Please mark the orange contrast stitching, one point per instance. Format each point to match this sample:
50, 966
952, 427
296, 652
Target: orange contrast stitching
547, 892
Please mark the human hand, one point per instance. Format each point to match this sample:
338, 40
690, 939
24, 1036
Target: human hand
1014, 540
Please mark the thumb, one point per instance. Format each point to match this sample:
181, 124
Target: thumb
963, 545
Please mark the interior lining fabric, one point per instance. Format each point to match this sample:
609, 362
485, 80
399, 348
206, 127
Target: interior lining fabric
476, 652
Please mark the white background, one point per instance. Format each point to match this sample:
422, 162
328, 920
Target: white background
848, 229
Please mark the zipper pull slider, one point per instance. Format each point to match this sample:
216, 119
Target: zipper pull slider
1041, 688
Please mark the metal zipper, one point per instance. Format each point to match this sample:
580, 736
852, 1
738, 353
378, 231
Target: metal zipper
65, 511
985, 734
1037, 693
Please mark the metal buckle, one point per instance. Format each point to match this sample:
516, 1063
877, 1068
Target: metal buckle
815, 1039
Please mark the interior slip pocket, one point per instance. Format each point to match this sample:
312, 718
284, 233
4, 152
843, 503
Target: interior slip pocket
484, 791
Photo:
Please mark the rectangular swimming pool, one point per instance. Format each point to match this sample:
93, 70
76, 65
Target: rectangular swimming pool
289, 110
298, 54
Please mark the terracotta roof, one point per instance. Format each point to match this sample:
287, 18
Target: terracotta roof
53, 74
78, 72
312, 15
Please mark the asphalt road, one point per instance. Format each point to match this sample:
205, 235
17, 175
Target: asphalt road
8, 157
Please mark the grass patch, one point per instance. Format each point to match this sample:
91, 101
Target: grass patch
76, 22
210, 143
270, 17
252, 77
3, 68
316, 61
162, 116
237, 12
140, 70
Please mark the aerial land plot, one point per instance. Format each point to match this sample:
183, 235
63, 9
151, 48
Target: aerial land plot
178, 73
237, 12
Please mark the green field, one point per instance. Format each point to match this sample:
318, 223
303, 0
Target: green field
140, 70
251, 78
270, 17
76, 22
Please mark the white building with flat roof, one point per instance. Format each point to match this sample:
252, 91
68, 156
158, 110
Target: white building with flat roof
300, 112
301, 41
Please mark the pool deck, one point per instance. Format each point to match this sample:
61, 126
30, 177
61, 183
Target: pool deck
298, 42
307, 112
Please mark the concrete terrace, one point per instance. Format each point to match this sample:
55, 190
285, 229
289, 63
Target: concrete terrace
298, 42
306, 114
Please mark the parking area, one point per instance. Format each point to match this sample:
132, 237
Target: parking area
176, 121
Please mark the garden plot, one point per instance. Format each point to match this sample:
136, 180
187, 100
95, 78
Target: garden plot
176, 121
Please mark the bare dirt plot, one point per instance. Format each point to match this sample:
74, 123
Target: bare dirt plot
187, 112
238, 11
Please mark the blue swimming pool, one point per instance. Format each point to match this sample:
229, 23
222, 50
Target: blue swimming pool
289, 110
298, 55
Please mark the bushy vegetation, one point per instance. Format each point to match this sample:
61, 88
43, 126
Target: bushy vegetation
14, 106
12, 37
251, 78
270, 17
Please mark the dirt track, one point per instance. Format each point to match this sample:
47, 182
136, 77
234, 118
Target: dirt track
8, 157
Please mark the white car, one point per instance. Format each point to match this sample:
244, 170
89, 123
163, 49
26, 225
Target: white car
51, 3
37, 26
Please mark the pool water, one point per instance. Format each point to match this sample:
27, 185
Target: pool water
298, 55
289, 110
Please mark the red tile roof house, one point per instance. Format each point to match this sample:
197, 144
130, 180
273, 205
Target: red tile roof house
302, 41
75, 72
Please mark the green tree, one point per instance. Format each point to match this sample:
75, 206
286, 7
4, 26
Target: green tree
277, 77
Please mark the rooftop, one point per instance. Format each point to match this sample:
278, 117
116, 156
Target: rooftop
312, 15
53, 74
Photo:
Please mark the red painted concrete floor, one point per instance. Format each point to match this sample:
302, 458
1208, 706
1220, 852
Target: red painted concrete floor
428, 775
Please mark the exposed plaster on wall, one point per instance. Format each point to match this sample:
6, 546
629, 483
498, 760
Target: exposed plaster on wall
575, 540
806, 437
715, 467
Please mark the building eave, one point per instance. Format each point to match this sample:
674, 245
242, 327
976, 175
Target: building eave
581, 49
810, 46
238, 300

....................

■ **What you are asked to do**:
Put every line of the rows above into a JSON list of strings, one string per line, leaving out any blank lines.

■ **The solution**:
[
  "Please mark the orange contrast stitching, one point per instance. Format each point to match this sample:",
  "50, 966",
  "952, 427",
  "296, 652",
  "Target: orange contrast stitching",
  "547, 892",
  "Please mark the human hand, one point per instance. Format each point to match this sample:",
  "338, 40",
  "690, 939",
  "24, 1036",
  "Target: human hand",
  "1014, 540",
  "Please mark the thumb, one point per instance. Format each point to match this sample:",
  "181, 124",
  "Target: thumb",
  "963, 545",
  "Please mark the interior lining fabric, one point per instance. Format each point to match this sample:",
  "609, 362",
  "485, 80",
  "399, 348",
  "206, 127",
  "Target: interior lining fabric",
  "476, 652",
  "Please mark the white background, one point per instance. Format each point to match this sample:",
  "422, 162",
  "328, 920",
  "Target: white background",
  "848, 229",
  "Please mark the zipper pull slider, one point per instance. Format each point to match this sample:",
  "216, 119",
  "Target: zipper pull slider",
  "1041, 688",
  "Please mark the metal zipper, one point per instance. Format each point to match this sample:",
  "580, 736",
  "852, 1",
  "738, 353",
  "378, 231",
  "Target: metal zipper",
  "65, 511",
  "985, 734",
  "1037, 693",
  "Please mark the metal buckle, one point per instance. Format each point to match this sample:",
  "516, 1063",
  "877, 1068",
  "Target: metal buckle",
  "815, 1039",
  "Please mark the interior slip pocket, one point per instance. Format each point to match this sample:",
  "312, 718",
  "284, 233",
  "4, 152",
  "843, 503",
  "Target: interior slip pocket",
  "484, 791",
  "Photo:",
  "Please mark the rectangular swimming pool, one point per instance. Format each point to match this sample:",
  "93, 70",
  "76, 65",
  "Target: rectangular swimming pool",
  "289, 110",
  "298, 54",
  "Please mark the terracotta roof, one point per instance. Format each point to match this sample:",
  "287, 18",
  "Target: terracotta roof",
  "53, 74",
  "78, 72",
  "312, 15",
  "Please mark the asphalt road, one point per instance. Format each point to match this sample:",
  "205, 235",
  "17, 175",
  "Target: asphalt road",
  "8, 157",
  "Please mark the grass patch, one point per instance. Format each point to match this sample:",
  "91, 101",
  "Target: grass patch",
  "76, 22",
  "210, 143",
  "270, 17",
  "252, 77",
  "3, 68",
  "316, 61",
  "162, 116",
  "237, 12",
  "140, 70",
  "Please mark the aerial land plot, one point per instance. Format each point to match this sample:",
  "183, 235",
  "63, 9",
  "151, 48",
  "Target: aerial land plot",
  "178, 73",
  "237, 12",
  "Please mark the green field, one point per instance. Format each point to match this sample:",
  "318, 223",
  "303, 0",
  "Target: green field",
  "140, 70",
  "251, 78",
  "270, 17",
  "76, 22",
  "Please mark the white building with flat roof, one point per instance. Format each point to match this sample:",
  "252, 91",
  "68, 156",
  "158, 110",
  "Target: white building with flat roof",
  "300, 112",
  "301, 41",
  "Please mark the pool deck, one point per instance. Format each point to match this sample:",
  "61, 126",
  "30, 177",
  "61, 183",
  "Target: pool deck",
  "298, 42",
  "307, 112",
  "Please mark the concrete terrace, one point per instance. Format each point to match this sample:",
  "55, 190",
  "285, 229",
  "289, 63",
  "Target: concrete terrace",
  "298, 42",
  "306, 114",
  "Please mark the parking area, one point per instance. Format each point to match this sample:",
  "132, 237",
  "Target: parking area",
  "176, 121",
  "Please mark the garden plot, one point per instance. Format each point to match this sample:",
  "136, 180",
  "187, 100",
  "95, 78",
  "Target: garden plot",
  "176, 121",
  "Please mark the bare dirt plot, one point per instance. Format each point to match this sample:",
  "74, 123",
  "Target: bare dirt plot",
  "187, 112",
  "238, 11",
  "Please mark the blue swimming pool, one point per instance. Format each point to match this sample:",
  "229, 23",
  "222, 50",
  "Target: blue swimming pool",
  "289, 110",
  "298, 55",
  "Please mark the bushy vegetation, one point per instance. Format each point to match this sample:",
  "61, 88",
  "43, 126",
  "Target: bushy vegetation",
  "14, 106",
  "12, 37",
  "251, 78",
  "270, 17",
  "Please mark the dirt track, one point per instance. Format each point to match this sample:",
  "47, 182",
  "136, 77",
  "234, 118",
  "Target: dirt track",
  "8, 157",
  "Please mark the white car, one point per instance. Format each point to match this sample:",
  "244, 170",
  "89, 123",
  "163, 49",
  "26, 225",
  "Target: white car",
  "51, 3",
  "37, 26",
  "Please mark the pool water, one point per instance. Format each point to match this sample:",
  "27, 185",
  "Target: pool water",
  "298, 55",
  "289, 110",
  "Please mark the red tile roof house, one point per instance. Format each point to match this sample:",
  "197, 144",
  "130, 180",
  "273, 205",
  "Target: red tile roof house",
  "302, 41",
  "75, 72",
  "Please mark the green tree, one point per instance. Format each point to match this sample:",
  "75, 206",
  "286, 7",
  "4, 26",
  "Target: green tree",
  "277, 77",
  "Please mark the rooftop, one point per instance. Format each point to match this sample:",
  "278, 117",
  "116, 156",
  "Target: rooftop",
  "312, 15",
  "53, 74",
  "Photo:",
  "Please mark the red painted concrete floor, one point per instance. Format each point to match this sample:",
  "302, 458",
  "1208, 706",
  "1220, 852",
  "Target: red painted concrete floor",
  "428, 775",
  "Please mark the exposed plaster on wall, one point per instance. Format each point to match this sample:",
  "6, 546",
  "629, 483",
  "498, 760",
  "Target: exposed plaster on wall",
  "575, 540",
  "806, 437",
  "715, 467",
  "Please mark the building eave, one point per instance. Format each point to match this sample:",
  "674, 245",
  "242, 327",
  "976, 175",
  "Target: building eave",
  "581, 49",
  "810, 46",
  "238, 300"
]